Metti una donna al potere: Sanna Marin vs. la politica italiana

PERCHE' LA NOMINA DI SANNA MARIN HA FATTO NOTIZIA IN TUTTO IL MONDO? LE DONNE IN POLITICA CI SONO MA IL PANORAMA MONDIALE E' TRISTE, SONO SOLO IL 20%. E IN ITALIA?

Sanna_Marin_Governo_Finlandese

Sanna Marin ce l’ha fatta. 34 anni, donna, intraprendente, figlia di due madri (come riportato da tutti i giornali). Persino attiva su Instagram, tra foto istituzionali e allattamento. La più giovane Primo Ministro del mondo. Una donna. Oltretutto, alla guida di una coalizione di cinque partiti, tutti guidati da donne: le 32enni Li Anderson (Alleanza di sinistra) e Katri Kulmuni (Partito di centro), la 34enne Maria Ohisalo (Verdi) e la 55enne Anna-Maja Henriksson (alla guida del Partito popolare svedese).

Reazioni di giubilo, per una cosa che dovrebbe essere normale: una donna al potere. Come se non sembrasse possibile, nel secolo delle Pari Opportunità e del #MeToo, immaginare un Paese governato da una fanciulla. Per questo motivo, i leoni da tastiera italiani hanno già iniziato a twittare la differenza tra Paesi – in particolare, tra la civile Finlandia e “l’incivile” Italia.

Ma in effetti, quale è la situazione italiana? Sarà mai così impossibile un governo tricolore al femminile? E nel resto del mondo, cosa cambia?
■ ■ ■
## Istruzioni da seguire
Prosegui l'articolo qui sopra su Sanna Marin e le donne in politica, riprendendo subito dopo l'ultima domanda.
■ ■ ■
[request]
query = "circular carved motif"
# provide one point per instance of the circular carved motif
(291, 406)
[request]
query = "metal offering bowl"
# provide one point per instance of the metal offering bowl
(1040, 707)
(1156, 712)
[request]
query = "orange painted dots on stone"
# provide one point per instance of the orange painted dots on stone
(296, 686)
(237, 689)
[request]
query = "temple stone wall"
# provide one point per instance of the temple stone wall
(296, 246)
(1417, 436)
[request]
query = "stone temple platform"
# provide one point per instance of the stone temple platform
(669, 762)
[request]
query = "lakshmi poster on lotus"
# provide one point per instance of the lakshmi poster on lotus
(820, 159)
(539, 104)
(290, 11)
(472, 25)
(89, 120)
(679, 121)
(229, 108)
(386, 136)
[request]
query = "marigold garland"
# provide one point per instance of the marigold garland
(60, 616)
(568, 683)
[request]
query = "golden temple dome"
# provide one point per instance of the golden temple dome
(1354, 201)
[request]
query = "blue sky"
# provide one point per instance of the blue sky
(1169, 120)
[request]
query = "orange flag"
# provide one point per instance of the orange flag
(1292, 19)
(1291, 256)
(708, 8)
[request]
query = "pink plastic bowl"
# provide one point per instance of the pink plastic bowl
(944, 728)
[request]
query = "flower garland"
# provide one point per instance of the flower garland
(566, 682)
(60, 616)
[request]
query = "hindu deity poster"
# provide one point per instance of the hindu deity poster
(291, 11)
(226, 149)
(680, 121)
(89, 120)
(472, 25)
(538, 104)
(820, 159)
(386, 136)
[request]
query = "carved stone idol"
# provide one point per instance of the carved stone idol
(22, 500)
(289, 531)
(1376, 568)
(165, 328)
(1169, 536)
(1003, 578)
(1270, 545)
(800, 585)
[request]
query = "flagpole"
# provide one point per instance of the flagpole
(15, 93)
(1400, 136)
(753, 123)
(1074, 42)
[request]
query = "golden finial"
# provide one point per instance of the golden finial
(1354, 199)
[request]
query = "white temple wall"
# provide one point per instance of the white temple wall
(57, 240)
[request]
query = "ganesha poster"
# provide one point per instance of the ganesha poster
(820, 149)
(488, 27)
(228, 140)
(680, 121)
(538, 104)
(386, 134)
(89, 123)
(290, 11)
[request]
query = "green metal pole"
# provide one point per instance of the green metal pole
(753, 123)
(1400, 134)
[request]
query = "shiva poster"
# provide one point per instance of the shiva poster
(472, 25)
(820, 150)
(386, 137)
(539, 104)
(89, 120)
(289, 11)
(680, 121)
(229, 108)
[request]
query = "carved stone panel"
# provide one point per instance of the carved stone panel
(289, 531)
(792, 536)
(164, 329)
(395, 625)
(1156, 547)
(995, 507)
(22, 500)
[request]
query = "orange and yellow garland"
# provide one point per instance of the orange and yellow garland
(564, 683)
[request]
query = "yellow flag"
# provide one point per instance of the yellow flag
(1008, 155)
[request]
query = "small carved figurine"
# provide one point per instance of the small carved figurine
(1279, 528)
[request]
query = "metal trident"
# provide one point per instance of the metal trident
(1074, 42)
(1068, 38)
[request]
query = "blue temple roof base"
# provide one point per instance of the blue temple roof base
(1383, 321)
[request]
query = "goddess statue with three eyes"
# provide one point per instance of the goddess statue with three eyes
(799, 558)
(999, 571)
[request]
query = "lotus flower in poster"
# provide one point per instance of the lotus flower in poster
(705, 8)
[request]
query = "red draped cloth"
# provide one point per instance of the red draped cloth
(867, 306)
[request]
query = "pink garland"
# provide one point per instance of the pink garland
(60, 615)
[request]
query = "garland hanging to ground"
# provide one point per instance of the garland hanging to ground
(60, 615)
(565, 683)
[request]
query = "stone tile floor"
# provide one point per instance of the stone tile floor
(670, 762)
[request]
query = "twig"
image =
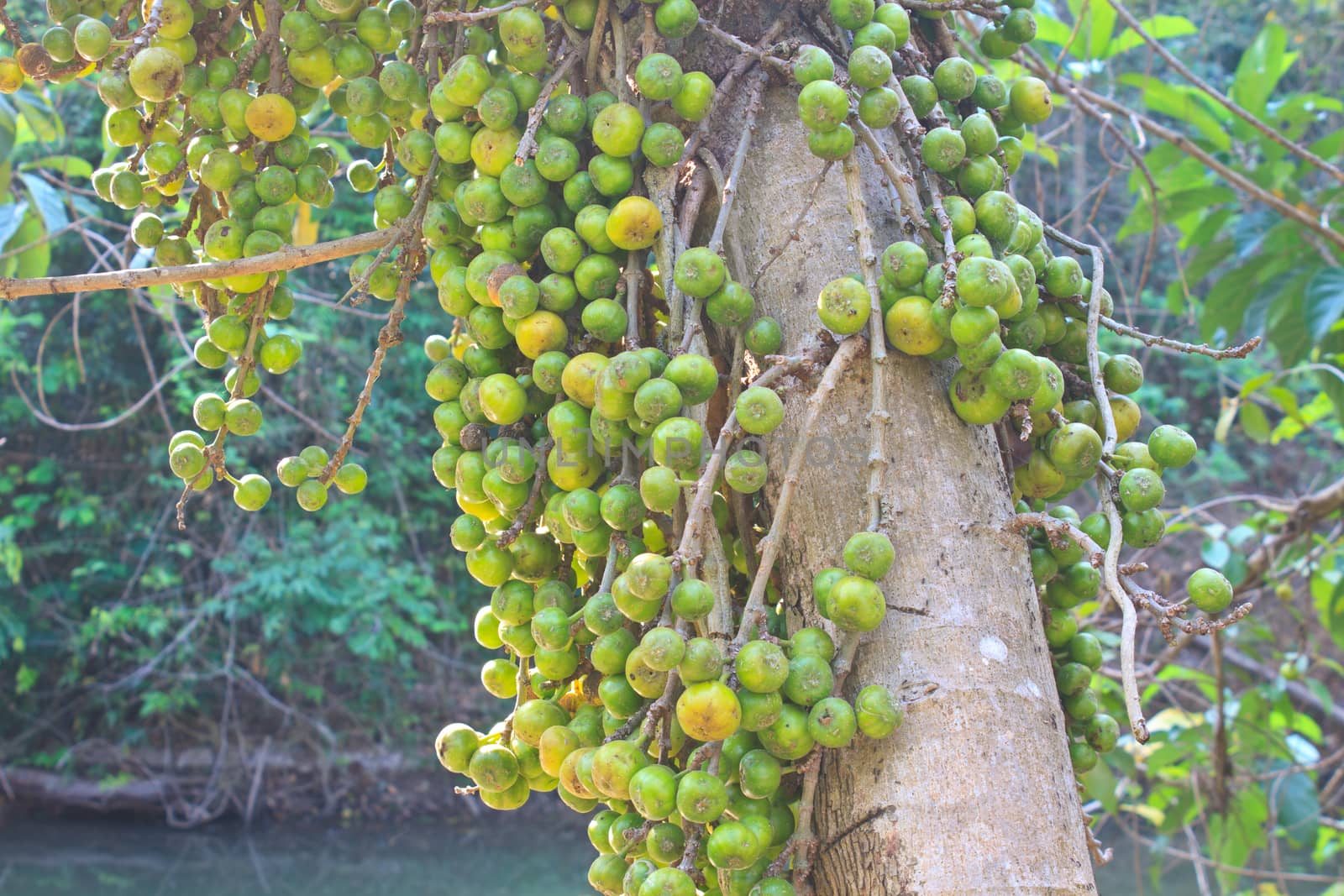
■ ■ ■
## Risposta scritta
LE STORICHE ‘PRIME POLITICHE’ – In un Paese nel quale non è scontato che una donna venga eletta, il Parlamento ha tentato varie manovre per aumentare l’incidenza femminile in politica. Ma prima di allora, vi sono state illustri pioniere, che meritano di essere ricordate: Angela Guidi Cingolani, prima donna sottosegretaria (all’Industria e commercio per la DC) nel 1951; Lina Merlin, prima senatrice italiana e promotrice della legge 20 febbraio 1958, n. 75 (‘Legge Merlin’ appunto, che abolì la prostituzione legalizzata); Tina Anselmi, prima ministra (del Lavoro, per la DC) nel 1976; sempre nel 1976 Adelaide Aglietta, la prima donna segretario di partito (Radicale in questo caso); Nilde Iotti, prima presidente della Camera dei deputati, dal 1979 al fino al 1992; Emma Bonino, prima donna italiana alla Commissione europea (con le deleghe per gli aiuti umanitari e la tutela dei consumatori) nel 1995. Ultime nella lista delle ‘prime’, Virginia Raggi, la prima sindaca della Capitale nel 2016, e Maria Elisabetta Alberti Casellati, prima donna presidente del Senato nel 2018.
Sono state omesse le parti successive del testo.